Add 148 to every coordinate in the answers and write out again all lines from the one holding "Q: For every instance of the muddy" through the end of the items, inclusive, with the requests and their sample points left unchanged.

##########

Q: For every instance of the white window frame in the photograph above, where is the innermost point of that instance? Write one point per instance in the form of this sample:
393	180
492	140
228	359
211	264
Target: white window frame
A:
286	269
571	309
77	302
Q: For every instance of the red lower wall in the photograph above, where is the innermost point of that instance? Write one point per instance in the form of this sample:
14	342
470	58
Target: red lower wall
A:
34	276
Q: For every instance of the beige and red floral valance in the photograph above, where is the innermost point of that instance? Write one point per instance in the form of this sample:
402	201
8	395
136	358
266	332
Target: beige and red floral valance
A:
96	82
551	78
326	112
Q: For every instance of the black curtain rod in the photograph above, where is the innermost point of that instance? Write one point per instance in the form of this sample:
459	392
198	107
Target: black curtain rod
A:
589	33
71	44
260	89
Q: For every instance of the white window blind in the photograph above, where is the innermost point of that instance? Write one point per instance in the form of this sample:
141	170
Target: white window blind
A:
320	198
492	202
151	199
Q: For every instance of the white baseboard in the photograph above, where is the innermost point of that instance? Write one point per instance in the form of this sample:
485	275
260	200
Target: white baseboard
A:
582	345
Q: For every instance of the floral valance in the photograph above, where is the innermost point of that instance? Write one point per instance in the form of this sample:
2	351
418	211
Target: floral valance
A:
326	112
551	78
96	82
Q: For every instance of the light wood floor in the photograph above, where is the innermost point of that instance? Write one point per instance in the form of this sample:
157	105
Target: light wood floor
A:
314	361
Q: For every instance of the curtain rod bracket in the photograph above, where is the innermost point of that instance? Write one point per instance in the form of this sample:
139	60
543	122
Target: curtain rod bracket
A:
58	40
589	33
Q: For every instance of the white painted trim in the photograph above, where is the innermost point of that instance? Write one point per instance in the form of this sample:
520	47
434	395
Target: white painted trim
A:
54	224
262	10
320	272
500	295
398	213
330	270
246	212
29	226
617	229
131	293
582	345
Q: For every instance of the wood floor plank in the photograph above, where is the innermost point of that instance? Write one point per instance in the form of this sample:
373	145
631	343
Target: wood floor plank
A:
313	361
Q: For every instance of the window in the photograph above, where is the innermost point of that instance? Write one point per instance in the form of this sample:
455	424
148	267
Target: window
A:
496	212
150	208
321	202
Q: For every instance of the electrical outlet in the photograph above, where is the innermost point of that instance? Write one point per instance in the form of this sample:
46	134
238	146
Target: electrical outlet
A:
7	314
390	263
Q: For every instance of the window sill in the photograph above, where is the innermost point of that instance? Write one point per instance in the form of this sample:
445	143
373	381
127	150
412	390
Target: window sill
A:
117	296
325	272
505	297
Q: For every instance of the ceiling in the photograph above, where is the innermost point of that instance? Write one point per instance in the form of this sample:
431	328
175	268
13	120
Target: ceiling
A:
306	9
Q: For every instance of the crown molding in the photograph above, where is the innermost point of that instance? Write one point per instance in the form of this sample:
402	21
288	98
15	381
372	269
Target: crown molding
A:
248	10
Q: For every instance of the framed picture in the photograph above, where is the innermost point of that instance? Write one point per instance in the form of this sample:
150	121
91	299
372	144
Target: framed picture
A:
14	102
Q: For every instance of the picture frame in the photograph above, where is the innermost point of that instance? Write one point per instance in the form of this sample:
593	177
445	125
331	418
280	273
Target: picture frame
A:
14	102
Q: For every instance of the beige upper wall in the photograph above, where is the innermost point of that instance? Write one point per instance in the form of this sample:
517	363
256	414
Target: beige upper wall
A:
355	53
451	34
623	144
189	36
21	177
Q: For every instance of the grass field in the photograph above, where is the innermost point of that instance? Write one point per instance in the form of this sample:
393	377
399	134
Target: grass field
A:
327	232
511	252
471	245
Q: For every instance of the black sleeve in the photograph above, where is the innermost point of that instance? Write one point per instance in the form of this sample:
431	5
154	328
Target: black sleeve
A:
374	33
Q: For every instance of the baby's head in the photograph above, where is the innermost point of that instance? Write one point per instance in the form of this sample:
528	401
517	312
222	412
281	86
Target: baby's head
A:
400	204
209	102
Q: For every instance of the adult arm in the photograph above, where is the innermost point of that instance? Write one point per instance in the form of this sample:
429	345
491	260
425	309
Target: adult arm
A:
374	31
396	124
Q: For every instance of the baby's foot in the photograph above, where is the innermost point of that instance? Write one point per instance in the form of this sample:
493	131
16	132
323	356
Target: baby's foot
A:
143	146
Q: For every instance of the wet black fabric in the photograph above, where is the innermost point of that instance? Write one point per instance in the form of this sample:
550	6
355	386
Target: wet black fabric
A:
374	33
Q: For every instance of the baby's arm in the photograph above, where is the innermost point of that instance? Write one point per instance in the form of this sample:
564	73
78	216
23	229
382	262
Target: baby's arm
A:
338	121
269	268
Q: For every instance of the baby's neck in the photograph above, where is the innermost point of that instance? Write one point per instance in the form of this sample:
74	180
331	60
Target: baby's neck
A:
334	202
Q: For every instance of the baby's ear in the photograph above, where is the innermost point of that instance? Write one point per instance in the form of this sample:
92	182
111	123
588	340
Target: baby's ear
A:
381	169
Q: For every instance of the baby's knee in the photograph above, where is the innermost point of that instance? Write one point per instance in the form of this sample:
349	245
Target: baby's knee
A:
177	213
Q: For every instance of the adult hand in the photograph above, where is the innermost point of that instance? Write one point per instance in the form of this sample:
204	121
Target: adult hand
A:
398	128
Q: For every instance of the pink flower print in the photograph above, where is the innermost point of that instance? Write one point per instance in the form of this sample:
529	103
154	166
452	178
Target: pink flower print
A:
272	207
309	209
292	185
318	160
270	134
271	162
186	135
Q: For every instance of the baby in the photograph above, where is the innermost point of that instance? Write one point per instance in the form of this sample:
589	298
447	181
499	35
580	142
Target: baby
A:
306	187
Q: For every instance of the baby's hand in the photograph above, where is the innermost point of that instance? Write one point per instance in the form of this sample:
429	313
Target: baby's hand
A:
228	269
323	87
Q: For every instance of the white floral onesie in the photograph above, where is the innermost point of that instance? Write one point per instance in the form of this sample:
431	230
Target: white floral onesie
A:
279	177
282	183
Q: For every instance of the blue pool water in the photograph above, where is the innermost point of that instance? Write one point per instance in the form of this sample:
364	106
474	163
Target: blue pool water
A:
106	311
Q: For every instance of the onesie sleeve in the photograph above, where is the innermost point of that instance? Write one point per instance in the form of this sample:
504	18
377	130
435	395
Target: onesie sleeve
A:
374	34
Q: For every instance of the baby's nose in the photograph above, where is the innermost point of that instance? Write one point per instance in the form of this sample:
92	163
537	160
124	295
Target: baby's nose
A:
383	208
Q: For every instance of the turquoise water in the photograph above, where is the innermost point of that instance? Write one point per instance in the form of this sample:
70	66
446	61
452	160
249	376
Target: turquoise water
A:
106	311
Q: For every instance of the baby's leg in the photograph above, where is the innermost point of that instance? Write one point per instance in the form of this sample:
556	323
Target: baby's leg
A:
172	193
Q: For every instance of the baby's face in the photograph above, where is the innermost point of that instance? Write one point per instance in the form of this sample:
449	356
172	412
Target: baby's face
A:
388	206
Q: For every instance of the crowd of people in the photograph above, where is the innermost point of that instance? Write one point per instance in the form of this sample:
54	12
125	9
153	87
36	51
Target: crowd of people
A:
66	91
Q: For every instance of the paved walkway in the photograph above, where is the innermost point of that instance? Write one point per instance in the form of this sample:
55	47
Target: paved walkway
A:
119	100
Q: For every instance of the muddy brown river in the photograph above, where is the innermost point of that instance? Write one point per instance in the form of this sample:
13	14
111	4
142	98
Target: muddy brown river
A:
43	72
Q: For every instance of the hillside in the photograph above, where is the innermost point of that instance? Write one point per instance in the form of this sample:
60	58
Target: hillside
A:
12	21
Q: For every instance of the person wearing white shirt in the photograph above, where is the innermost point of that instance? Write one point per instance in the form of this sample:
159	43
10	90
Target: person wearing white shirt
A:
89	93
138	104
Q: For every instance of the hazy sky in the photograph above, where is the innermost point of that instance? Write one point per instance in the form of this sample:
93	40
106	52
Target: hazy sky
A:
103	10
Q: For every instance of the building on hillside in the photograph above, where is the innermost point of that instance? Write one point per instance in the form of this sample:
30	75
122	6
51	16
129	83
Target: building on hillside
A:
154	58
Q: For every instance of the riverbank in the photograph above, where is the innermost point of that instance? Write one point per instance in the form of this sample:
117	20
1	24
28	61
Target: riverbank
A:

##########

**ANSWER BELOW**
Q: For every instance of the muddy brown river in the photograph above, where is the innermost point of that instance? Write one point per instance in the form of this sample:
13	14
111	4
142	98
Target: muddy brown river
A:
191	220
Q: For every instance of the hillside in the photograph above, where is the innermost point of that instance? Write one point per instance in the form of this sample:
60	58
Target: hillside
A:
160	169
Q: For every instance of the person wearing white shirt in the photograph above, where is the innermost point of that instance? Write one point per instance in the form of this sample:
159	43
10	90
Target: person wearing white shirt
A:
237	241
286	252
Q: For every instance of the hazy sky in the photograph above, where is the innermost point of that instance? Write one point per instance in the form of this sample:
93	40
106	52
Target: hazy sky
A:
251	158
Q: For every instance of the building on hillside in the photograph above, where is the innermost point of that instance? Write one point per instance in the form of this sample:
30	75
122	6
51	16
129	83
Target: building on hillside
A:
302	206
Q: For every instance of the riverbank in the photograph above, where is the innermost point of that instance? Write one point per instance in the form of this sample:
117	20
1	24
28	61
Target: riverbank
A:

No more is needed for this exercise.